SAN DIEGO--(BUSINESS WIRE)--Youngevity International, Inc. (OTCQX: YGYI) (www.YGYI.com), a global direct marketer of nutritional and lifestyle products and also a vertically-integrated producer of gourmet coffees for the commercial, retail and direct sales channels, announced today that it entered into a Note Purchase Agreement (the “Purchase Agreement”) with accredited investors, pursuant to which the Company issued $4.35 million aggregate principal amount of Secured Convertible Notes (the “Notes”) and Warrants to purchase up to 11,185,714 shares of its common stock (the “Warrants”).
The Notes, which mature in July 2019, are convertible into shares of the Company’s common stock at $0.35 cents per share. The Notes are secured by certain assets of the Company’s wholly owned subsidiary, CLR Roasters, LLC, personally guaranteed by the Company’s Chairman and CEO, Stephan Wallach, and bear interest at a rate of 8% per year. The Warrants are exercisable for five years after the closing date of the Purchase Agreement. For each $100,000 of principal amount of Notes, the holder received a warrant to purchase up to 257,143 shares of the Company’s common stock at $0.23 cents per share.
Launching K-Cup Production
As part of the use of proceeds, CLR Roasters will purchase K-Cup manufacturing equipment to capitalize on the growing single-serve K-Cup market. CLR Roasters has contracted with OPEM to deliver K-Cup manufacturing equipment that is capable of producing 200 K-Cups per minute.
Expanding Nicaraguan Coffee Operations and Green Coffee Sales
In May 2014, CLR Roasters acquired a coffee plantation and processing facility located in Matagalpa, Nicaragua – an ideal coffee growing region that is historically known for high quality coffee production. As a result of this financing, the Company plans to execute its option to acquire a second plantation under contract that would double the size of its land holdings in Nicaragua.
Each plantation is roughly 450-acres and produces 100 percent Arabica coffee beans that are shade grown, Rainforest Alliance Certified™ and Fair Trade Certified™. The two plantations are located on adjacent plots of land and when coupled with the Company’s recently acquired dry-processing facility and existing U.S. based coffee roaster facilities allows CLR Roasters to control the coffee production process from field to cup.
The financing will also allow management to fund various capital improvements at both plantations and the dry processing facilities.

■ ■ ■ ■

_Tasks for this exercise_
[1] According to the press release, how many K-Cups per minute can the OPEM equipment produce?
[2] Reproduce the press release word for word from "Each plantation is" to "dry processing facilities.".
The records have no connection to the press release.

■ ■ ■ ■

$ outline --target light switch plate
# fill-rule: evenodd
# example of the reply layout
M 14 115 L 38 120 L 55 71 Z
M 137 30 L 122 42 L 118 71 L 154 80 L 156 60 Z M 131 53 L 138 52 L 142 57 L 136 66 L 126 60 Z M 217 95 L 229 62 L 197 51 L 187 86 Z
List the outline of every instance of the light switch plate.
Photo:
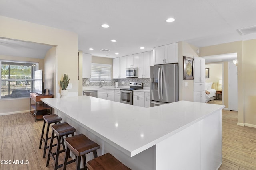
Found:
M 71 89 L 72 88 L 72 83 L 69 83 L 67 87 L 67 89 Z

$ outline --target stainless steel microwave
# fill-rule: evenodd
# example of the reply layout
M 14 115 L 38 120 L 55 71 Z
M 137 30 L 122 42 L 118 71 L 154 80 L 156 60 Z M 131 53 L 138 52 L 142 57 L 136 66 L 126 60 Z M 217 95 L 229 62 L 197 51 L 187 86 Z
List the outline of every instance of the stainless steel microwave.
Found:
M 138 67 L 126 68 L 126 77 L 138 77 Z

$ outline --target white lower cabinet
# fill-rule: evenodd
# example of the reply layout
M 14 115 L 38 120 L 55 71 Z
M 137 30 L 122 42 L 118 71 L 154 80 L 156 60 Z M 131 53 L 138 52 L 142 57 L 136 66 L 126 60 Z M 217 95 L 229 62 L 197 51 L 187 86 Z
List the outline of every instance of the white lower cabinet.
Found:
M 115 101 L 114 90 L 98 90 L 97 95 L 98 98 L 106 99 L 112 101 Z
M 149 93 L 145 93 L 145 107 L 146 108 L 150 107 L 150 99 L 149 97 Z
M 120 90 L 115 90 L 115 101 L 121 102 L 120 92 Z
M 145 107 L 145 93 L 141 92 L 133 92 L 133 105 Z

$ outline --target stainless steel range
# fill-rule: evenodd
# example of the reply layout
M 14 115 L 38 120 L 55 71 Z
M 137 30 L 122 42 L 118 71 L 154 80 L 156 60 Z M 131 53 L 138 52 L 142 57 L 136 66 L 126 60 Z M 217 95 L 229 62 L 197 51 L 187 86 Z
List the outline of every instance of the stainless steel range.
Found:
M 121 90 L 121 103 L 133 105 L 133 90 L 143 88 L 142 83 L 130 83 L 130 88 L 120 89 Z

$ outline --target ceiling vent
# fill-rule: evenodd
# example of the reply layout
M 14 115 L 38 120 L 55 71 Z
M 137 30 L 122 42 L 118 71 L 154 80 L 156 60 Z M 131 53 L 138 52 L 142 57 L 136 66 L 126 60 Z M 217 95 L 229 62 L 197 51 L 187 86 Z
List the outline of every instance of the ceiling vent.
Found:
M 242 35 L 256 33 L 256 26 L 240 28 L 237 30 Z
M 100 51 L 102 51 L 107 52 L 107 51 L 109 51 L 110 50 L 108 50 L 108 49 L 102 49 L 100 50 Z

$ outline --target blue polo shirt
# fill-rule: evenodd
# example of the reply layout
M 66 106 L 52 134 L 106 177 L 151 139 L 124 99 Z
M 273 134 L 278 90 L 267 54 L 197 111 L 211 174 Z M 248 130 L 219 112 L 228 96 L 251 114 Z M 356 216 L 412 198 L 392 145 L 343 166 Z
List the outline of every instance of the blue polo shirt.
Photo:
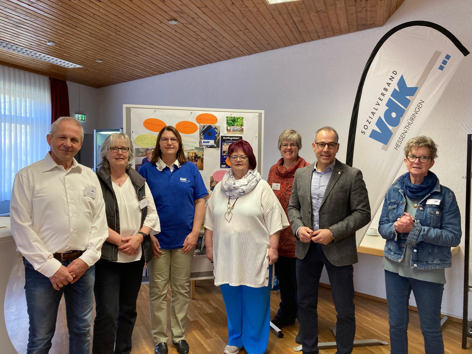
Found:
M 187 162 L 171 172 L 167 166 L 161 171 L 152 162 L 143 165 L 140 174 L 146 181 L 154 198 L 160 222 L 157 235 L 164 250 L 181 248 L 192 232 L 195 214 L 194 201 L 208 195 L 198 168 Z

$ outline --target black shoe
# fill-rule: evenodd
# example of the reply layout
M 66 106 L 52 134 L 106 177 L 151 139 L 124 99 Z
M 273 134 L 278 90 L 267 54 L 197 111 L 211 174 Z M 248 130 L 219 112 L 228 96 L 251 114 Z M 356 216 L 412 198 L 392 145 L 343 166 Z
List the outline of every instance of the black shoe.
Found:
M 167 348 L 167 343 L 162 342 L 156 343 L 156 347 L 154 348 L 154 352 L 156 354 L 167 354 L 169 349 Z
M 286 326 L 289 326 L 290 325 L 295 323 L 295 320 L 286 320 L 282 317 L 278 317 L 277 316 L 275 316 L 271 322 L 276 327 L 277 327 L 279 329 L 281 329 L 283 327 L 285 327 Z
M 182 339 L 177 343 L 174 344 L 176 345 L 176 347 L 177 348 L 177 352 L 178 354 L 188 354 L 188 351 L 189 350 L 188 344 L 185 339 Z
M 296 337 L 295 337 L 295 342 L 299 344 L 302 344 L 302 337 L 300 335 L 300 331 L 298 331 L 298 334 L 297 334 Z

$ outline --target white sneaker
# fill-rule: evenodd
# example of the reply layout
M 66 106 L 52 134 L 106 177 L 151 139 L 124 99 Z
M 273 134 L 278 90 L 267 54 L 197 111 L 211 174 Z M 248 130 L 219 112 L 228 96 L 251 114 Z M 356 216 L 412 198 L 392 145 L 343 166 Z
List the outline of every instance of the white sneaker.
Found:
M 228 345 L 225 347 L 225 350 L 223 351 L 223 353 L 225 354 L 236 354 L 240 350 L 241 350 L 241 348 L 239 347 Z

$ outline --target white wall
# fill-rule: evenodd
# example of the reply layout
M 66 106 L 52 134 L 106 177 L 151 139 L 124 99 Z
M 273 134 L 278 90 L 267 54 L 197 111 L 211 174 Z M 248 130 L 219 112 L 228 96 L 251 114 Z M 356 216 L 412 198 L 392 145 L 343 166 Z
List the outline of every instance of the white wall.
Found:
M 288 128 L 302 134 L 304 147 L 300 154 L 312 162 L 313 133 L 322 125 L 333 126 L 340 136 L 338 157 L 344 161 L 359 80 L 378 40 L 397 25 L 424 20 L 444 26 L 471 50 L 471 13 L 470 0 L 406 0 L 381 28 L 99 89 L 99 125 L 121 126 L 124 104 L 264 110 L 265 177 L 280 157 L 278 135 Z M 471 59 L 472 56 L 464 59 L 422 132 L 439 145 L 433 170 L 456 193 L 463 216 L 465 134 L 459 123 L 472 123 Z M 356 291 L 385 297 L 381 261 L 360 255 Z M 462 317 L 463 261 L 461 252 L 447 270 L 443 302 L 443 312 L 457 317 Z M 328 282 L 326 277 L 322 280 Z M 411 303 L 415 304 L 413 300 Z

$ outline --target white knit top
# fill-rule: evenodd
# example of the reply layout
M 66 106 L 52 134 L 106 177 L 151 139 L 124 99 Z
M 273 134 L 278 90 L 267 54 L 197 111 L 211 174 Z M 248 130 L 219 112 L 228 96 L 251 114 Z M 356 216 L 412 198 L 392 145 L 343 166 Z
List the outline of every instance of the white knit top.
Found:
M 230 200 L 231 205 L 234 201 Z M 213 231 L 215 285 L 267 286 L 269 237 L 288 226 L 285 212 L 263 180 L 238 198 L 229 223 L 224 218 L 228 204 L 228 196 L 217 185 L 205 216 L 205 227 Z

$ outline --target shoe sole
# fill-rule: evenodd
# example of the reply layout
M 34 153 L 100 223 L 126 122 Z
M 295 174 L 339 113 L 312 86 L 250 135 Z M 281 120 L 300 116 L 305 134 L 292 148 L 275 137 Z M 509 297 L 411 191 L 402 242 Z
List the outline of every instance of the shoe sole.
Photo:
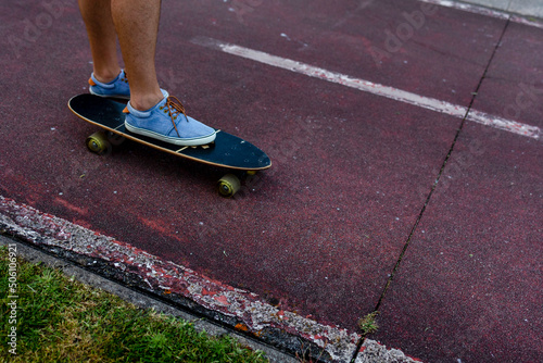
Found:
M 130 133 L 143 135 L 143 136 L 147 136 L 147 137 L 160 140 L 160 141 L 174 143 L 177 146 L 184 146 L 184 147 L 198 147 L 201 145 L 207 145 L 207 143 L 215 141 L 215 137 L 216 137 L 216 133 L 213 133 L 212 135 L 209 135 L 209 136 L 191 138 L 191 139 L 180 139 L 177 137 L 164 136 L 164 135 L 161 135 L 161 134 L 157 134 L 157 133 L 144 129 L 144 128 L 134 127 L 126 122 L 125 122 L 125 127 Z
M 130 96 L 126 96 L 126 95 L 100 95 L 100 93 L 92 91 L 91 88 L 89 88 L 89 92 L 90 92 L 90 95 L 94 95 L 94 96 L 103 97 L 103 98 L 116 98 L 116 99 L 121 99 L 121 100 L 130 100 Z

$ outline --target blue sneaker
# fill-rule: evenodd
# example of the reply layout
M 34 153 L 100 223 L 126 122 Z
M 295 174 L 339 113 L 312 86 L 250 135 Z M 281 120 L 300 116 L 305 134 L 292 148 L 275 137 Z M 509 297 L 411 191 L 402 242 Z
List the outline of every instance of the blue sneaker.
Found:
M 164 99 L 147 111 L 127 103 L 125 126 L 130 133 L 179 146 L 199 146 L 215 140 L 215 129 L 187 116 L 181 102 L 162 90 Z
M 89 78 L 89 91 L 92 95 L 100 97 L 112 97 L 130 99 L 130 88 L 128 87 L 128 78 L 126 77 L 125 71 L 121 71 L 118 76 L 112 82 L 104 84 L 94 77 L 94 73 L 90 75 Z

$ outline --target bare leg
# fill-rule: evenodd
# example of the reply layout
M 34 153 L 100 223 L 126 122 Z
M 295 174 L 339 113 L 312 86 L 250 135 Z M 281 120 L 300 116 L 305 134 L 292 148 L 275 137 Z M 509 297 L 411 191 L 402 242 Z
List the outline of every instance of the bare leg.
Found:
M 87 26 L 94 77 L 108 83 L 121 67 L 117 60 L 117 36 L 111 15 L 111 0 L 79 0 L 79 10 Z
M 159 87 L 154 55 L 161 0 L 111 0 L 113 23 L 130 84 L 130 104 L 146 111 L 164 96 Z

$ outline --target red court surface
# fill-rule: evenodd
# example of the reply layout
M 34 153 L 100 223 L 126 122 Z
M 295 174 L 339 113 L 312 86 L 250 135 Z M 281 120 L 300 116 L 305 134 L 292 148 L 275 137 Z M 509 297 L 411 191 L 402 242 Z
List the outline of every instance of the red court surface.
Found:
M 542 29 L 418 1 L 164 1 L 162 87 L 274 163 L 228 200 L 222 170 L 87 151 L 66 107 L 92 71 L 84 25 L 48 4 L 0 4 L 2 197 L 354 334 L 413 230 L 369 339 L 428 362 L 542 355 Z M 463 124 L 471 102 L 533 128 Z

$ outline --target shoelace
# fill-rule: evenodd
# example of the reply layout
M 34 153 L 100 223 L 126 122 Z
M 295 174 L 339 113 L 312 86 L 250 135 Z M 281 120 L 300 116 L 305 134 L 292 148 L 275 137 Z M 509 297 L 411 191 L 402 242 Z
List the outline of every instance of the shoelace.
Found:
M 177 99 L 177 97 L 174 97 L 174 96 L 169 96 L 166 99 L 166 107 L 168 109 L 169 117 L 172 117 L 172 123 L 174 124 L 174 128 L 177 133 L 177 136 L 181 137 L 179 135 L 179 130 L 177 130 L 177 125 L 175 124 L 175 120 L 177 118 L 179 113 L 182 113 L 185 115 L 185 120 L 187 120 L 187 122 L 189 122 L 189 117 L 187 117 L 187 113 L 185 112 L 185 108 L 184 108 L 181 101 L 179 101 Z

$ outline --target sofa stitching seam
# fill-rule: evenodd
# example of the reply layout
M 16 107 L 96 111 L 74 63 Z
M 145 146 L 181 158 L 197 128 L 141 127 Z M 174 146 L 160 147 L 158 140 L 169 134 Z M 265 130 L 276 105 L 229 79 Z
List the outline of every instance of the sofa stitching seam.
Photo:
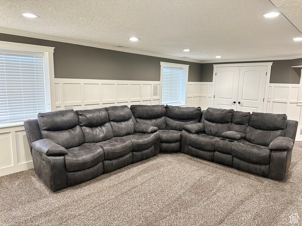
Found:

■ ■ ■ ■

_Answers by task_
[1] 200 K-Cups per minute.

[2]
Each plantation is roughly 450-acres and produces 100 percent Arabica coffee beans that are shade grown, Rainforest Alliance Certified™ and Fair Trade Certified™. The two plantations are located on adjacent plots of land and when coupled with the Company’s recently acquired dry-processing facility and existing U.S. based coffee roaster facilities allows CLR Roasters to control the coffee production process from field to cup.
The financing will also allow management to fund various capital improvements at both plantations and the dry processing facilities.